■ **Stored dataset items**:
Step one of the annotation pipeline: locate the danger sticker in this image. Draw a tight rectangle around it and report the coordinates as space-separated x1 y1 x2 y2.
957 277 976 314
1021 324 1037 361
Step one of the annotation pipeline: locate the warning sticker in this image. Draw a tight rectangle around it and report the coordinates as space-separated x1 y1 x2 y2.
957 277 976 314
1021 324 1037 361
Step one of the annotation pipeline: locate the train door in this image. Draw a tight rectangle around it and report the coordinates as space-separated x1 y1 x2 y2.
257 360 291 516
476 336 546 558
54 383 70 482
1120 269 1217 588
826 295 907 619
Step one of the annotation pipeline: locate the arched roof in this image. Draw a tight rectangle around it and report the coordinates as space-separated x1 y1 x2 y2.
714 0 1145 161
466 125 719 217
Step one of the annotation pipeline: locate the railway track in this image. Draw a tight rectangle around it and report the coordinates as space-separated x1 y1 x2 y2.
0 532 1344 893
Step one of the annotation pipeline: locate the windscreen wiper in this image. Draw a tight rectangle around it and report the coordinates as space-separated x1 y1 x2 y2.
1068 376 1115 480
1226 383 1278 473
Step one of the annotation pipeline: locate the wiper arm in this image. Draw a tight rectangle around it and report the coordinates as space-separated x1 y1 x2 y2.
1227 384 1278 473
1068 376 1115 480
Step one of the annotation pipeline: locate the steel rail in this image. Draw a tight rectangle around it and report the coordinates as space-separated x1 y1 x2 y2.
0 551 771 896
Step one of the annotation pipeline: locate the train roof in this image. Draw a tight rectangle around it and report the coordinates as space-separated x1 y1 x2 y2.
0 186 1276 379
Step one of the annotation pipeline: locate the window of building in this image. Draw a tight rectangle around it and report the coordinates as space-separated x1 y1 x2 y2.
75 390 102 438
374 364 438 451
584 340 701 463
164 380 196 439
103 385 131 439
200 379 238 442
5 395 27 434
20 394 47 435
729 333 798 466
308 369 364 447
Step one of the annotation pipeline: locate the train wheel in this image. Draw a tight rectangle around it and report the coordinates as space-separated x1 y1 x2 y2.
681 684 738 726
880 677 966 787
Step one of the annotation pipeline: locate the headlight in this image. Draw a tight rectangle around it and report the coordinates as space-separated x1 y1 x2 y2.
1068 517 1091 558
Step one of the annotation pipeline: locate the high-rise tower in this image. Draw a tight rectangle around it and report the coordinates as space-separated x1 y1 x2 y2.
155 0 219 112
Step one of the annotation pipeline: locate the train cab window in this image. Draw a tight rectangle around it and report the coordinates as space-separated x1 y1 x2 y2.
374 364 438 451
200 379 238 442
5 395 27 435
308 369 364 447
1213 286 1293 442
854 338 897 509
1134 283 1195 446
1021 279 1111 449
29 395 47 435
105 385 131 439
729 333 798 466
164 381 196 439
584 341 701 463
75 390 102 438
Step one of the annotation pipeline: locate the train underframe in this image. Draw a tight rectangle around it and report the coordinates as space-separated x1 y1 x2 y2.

■ **AIM**: Present every one of the records above as a numbered list, leaving out any blank lines.

■ **THE REPLY**:
1. Step one of the annotation pipeline: locate the danger sticker in this image. Draw a tight rectangle around it and report the coordinates as space-separated x1 y1 x2 y2.
2. 957 277 976 314
3. 1021 324 1037 361
4. Step one of the annotation pipeline: locate the warning sticker in this image. Draw a tight rectangle around it and report the coordinates as space-separated x1 y1 x2 y2.
5. 957 277 976 314
6. 1021 324 1037 361
7. Step one of the annotation pipeline: locate the train door in this image. Draw a tight rectangle around it and report the coordinates as space-separated x1 y1 x2 y2.
8. 257 360 291 516
9. 476 336 546 558
10. 54 383 70 482
11. 1120 269 1217 588
12. 826 295 907 619
13. Step one of the annotation pipeline: locate the arched roof in this image. Draw a tight rectangle around it and report the coordinates as space-separated x1 y1 x2 y2.
14. 714 0 1145 161
15. 466 125 719 217
16. Step one of the annotation pipeline: locate the railway track in this image. Draw a tight rectangle around it and report the coordinates as space-separated x1 y1 x2 y2.
17. 0 532 1344 893
18. Step one of the annotation pipeline: locate the windscreen wiper in this image. Draw a tight rectangle around it and report the coordinates as space-separated x1 y1 x2 y2.
19. 1068 376 1115 480
20. 1226 383 1278 473
21. Step one of the annotation pipeline: locate the wiper arm in this image. Draw a tight rectangle around it and report the coordinates as space-separated x1 y1 x2 y2.
22. 1227 384 1278 473
23. 1068 376 1115 480
24. Step one of the annotation pipeline: locate the steel rail in this image. Draw a tight rectangle around it and report the coordinates as space-separated x1 y1 x2 y2.
25. 0 551 771 896
26. Step one of the annotation pipeline: locate the train roof in this image. Draw a tight rectangle around it and report the coordinates as space-separated x1 y1 x2 y2.
27. 0 186 1276 379
28. Step one of the annotation pipeline: locate the window of building in this image. Draw a tight rectangle around it and report the coordinates as space-separated x1 y1 x2 y2.
29. 75 390 102 438
30. 374 364 438 451
31. 584 340 701 463
32. 164 380 196 439
33. 103 385 131 439
34. 200 379 238 442
35. 5 395 27 434
36. 20 394 47 435
37. 729 333 798 466
38. 308 369 364 447
39. Step one of the annotation pipeline: locate the train wheel in this image. Draw a tight rectangle around it and report the coordinates as space-separated x1 y1 x2 y2.
40. 681 684 738 726
41. 880 677 966 787
42. Step one of the annotation pipeline: locate the headlight in this image. Draw a tight rectangle around it and report the coordinates as space-separated x1 y1 x2 y2.
43. 1068 517 1091 558
44. Step one of the annotation pipeline: locate the high-rise tower in this image. Draw a tight rectangle around it and report the coordinates as space-separated x1 y1 x2 y2.
45. 155 0 219 112
46. Step one of the annotation pipeline: locate the train cab window in this image. Draw a tight rectangle around it and report the coordinates as space-separated x1 y1 x2 y2.
47. 374 364 438 451
48. 200 379 238 442
49. 5 395 27 435
50. 308 369 364 447
51. 1213 286 1293 442
52. 854 338 897 509
53. 1134 283 1195 446
54. 1021 279 1111 449
55. 29 395 47 435
56. 105 385 131 439
57. 729 333 798 466
58. 164 381 196 439
59. 584 341 701 463
60. 75 390 102 438
61. Step one of the annotation pipeline: locate the train underframe in this image. Draw a tight rectangle around it and report the coordinates as space-separated x1 y1 x2 y2.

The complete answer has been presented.